=== What you will do ===
Lay out everything from the line containing "the tree in" down to the end of the items as a two-column CSV with the headers item_text and answer, one row per item. Put each value in a single quoted field and replace any line breaks with spaces.

>> BEGIN

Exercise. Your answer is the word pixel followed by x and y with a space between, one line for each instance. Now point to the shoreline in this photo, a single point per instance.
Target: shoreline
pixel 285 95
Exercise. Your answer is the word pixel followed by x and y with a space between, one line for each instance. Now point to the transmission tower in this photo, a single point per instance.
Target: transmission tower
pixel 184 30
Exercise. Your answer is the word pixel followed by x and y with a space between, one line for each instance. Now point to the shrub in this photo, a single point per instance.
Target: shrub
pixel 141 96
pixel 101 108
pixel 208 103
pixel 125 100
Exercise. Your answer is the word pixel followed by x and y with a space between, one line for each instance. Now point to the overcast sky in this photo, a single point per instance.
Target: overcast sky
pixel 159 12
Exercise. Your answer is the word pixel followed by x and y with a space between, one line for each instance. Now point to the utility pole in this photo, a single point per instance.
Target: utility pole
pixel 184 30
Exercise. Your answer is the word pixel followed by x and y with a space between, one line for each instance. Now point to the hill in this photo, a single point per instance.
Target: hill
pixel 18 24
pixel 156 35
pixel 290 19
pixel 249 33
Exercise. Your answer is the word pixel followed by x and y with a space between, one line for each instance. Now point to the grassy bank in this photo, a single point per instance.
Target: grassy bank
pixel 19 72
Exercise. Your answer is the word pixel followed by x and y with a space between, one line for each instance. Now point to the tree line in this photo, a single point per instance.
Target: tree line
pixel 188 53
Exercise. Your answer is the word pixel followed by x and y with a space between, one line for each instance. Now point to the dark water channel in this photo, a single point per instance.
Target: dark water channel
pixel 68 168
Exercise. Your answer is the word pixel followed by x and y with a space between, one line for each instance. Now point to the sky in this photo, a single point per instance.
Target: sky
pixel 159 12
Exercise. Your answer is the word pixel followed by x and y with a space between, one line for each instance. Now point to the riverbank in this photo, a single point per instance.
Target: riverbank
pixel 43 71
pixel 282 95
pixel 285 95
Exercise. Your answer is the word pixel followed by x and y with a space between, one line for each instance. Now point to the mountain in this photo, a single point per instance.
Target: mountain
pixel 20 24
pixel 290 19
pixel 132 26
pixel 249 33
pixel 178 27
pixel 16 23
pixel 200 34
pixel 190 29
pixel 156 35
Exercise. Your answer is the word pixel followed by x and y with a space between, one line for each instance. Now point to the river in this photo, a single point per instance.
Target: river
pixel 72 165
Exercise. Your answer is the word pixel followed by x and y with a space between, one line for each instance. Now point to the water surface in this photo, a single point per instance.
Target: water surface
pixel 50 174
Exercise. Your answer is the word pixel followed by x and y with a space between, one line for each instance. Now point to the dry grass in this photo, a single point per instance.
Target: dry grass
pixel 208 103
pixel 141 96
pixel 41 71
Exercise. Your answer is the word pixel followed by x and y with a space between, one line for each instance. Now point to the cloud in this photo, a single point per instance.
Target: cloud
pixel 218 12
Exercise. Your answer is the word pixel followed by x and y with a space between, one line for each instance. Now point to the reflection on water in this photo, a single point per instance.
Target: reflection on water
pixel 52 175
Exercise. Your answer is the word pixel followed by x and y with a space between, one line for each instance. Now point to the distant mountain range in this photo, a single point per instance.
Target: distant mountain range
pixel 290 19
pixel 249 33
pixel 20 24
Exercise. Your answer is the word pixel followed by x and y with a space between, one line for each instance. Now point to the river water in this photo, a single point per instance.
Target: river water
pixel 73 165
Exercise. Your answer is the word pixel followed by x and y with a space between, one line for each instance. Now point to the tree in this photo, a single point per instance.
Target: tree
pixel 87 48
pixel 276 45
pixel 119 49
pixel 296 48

>> END

=== Solution ===
item_text,answer
"Exercise. Your answer is the word pixel followed by x and y with a space between, one line for each instance. Now point to the tree in this photo, a single point per instance. Target: tree","pixel 87 48 pixel 276 45 pixel 119 49 pixel 296 48"